━━ Seçilen metin ━━

Advertisement

"Merkez bankaları son 5 yıldır iyice dağıldılar" dersek, çok abartmış olmayız.
Her işe koşar oldular. Her işi üstlenmeye rıza göstermeye başladılar. Ekonomik büyüme için merkez bankaları koşturuyor. Bankaların sağlıklı çalışmaları için merkez bankaları dümene geçiyor. İşsizliği azaltmak merkez bankalarının görevi oldu. Kısacası, birçok ülkede merkez bankası çoklu hedefe yöneldi. Bu arada enflasyonun bir risk değilmiş gibi görünmesi, merkez bankalarını daha da cesaretlendirdi.
Tüm finansal sistemin gözetim ve denetimini tek elde ve merkez bankasının dışında toplayan İngiltere birçok ülkeye örnek oluyordu. Şimdi bu sistemden vazgeçildi. Bankaların gözetim ve denetiminin önemli bir bölümü İngiltere Merkez Bankası'na veriliyor. Amerikan Merkez Bankası (FED) bankaların gözetim ve denetimindeki ağırlığını artırıyor. Tüketicilerin korunması dahi FED'in yetki alanına verildi. Avrupa Merkez Bankası, Avrupa Birliği'ndeki bankaların gözetim ve denetiminden sorumlu olmaya hazırlanıyor.

DEĞİŞEN YÜZLER
Paradigma değiştikçe aktörler de değişiyor. Değişen aktörler, paradigma değişimini hızlandırıyor. Benzer bir gelişmeyi kendi ülkemizde de yakından görüyoruz.
Tüm eleştirilere rağmen eski FED Başkanı Greenspan fiyat istikrarından ödün vermemek için FED'i siyasi müdahalelerden uzak tutmayı başarmıştı. Kendinden önceki Başkan Volcker'ın diktiği bayrağı yukarıda tutmayı başarmıştı. Greenspan'den sonra gelen Bernanke, son iki başkanla karşılaştırıldığında, çok farklı bir yaklaşım sergiliyor.
Avrupa Merkez Bankası Başkanı Draghi de çok farklı bir uygulama içinde. İlk Başkan Wim Duisenberg ve ikinci Başkan JeanClaude Trichet, Euro'ya itibar kazandırmanın tek yolunun fiyat istikrarı olduğundan yola çıkarak Avrupa Merkez Bankası'nı her türlü baskının dışında tutmayı başarmışlardı. Trichet'nin son döneminde artan baskılar Almanya'nın dahi başa çıkamayacağı düzeye geldiğinde, Avrupa, Almanya'nın etki alanının dışında birini, biraz da çaresizlikten, Avrupa Merkez Başkanı yapmayı başardı. Draghi, Avrupa Merkez Bankası'nı yarı maliye (quasi-fiscal) politikaları uygulayan bir kuruma dönüştürdü.

━━━
━━ Verilen satırlar ━━

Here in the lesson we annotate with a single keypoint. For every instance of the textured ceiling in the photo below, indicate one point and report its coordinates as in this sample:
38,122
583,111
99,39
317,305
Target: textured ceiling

━━━

**Tamamlanacak alıştırmalar:**
• a. Seçilen metne göre Avrupa Merkez Bankası'nın ilk başkanı kimdi?
• b. Verilen satırları yeniden yazın; "textured ceiling" ifadesini her geçtiği yerde "patterned ceiling" ile değiştirin, geri kalan her şeyi olduğu gibi bırakın.

**Çözümler aşağıda:**
• a. Wim Duisenberg

• b.
Here in the lesson we annotate with a single keypoint. For every instance of the patterned ceiling in the photo below, indicate one point and report its coordinates as in this sample:
38,122
583,111
99,39
317,305
Target: patterned ceiling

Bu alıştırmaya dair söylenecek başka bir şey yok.